begin RECORDS FOR PROCESSING
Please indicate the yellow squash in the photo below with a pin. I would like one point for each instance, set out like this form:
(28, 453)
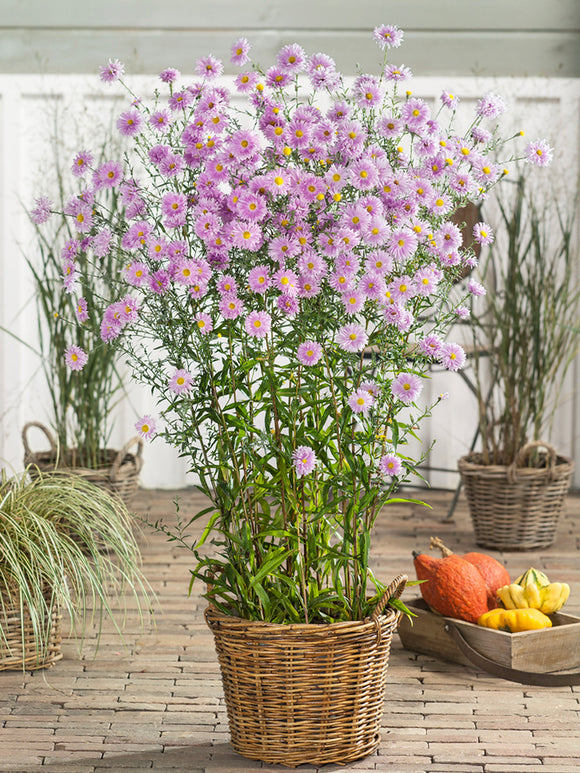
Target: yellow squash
(515, 620)
(534, 589)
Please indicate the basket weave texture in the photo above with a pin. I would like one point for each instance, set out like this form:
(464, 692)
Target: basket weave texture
(118, 474)
(19, 649)
(305, 693)
(516, 507)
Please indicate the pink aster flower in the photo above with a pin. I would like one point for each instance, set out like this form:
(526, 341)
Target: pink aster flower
(490, 106)
(309, 353)
(539, 153)
(483, 233)
(169, 75)
(406, 387)
(388, 36)
(81, 163)
(352, 337)
(146, 426)
(209, 66)
(259, 279)
(258, 324)
(107, 175)
(81, 310)
(204, 323)
(129, 123)
(240, 50)
(304, 460)
(452, 356)
(230, 306)
(390, 465)
(42, 210)
(180, 382)
(112, 71)
(75, 358)
(361, 401)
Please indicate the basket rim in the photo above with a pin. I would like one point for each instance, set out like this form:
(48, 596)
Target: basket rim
(258, 627)
(470, 463)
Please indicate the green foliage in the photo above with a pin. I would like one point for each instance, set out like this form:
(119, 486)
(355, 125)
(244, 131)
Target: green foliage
(529, 327)
(65, 540)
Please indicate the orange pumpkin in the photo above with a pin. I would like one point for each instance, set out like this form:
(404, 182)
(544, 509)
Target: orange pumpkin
(454, 587)
(494, 573)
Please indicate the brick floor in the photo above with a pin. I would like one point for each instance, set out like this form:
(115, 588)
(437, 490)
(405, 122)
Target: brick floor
(155, 701)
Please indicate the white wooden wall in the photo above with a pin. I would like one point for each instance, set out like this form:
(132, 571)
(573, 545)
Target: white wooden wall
(546, 107)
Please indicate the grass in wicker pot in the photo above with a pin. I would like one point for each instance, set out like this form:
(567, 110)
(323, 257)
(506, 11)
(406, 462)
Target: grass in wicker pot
(53, 528)
(528, 328)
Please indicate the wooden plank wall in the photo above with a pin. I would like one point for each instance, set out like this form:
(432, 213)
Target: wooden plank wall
(490, 38)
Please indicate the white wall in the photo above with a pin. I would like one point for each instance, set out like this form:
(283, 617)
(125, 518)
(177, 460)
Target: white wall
(546, 107)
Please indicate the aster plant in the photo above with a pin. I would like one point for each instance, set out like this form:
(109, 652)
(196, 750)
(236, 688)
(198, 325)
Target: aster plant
(284, 266)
end RECORDS FOR PROCESSING
YOUR INSTRUCTIONS »
Please rewrite the material from the line holding "Please indicate the white wooden" through the end of the material, inclusive, requests and all. Multiply each coordinate in the answer points by 0.35 and round to a whole number, halves up, leaving the numbers in the requests and their sample formats unchanged.

EXERCISE ANSWER »
Please indicate the white wooden wall in the photo above with a pin. I would like one point for each instance, set out like this form:
(132, 571)
(573, 545)
Target: white wooden wall
(191, 37)
Please indicate the grass in wicker pot in the photo above with a pin. I would like one point for each instance, set out like this form:
(567, 110)
(323, 257)
(506, 11)
(406, 462)
Target: grass in wicker pot
(19, 185)
(185, 115)
Please indicate the wooden plank wall in the photo above with a pin. I would like one point for each instance, set out like this form:
(432, 213)
Target: wooden plank wall
(172, 13)
Please indicate the white wall in the photo above with a pin. I would like one point for each instance, set out like this form:
(283, 617)
(125, 518)
(177, 460)
Target: white wall
(191, 37)
Please indicate the aster plant in the photo above with a pin. I would like one point for each instance, set out like this form:
(109, 652)
(196, 750)
(236, 688)
(198, 325)
Target: aster plant
(99, 93)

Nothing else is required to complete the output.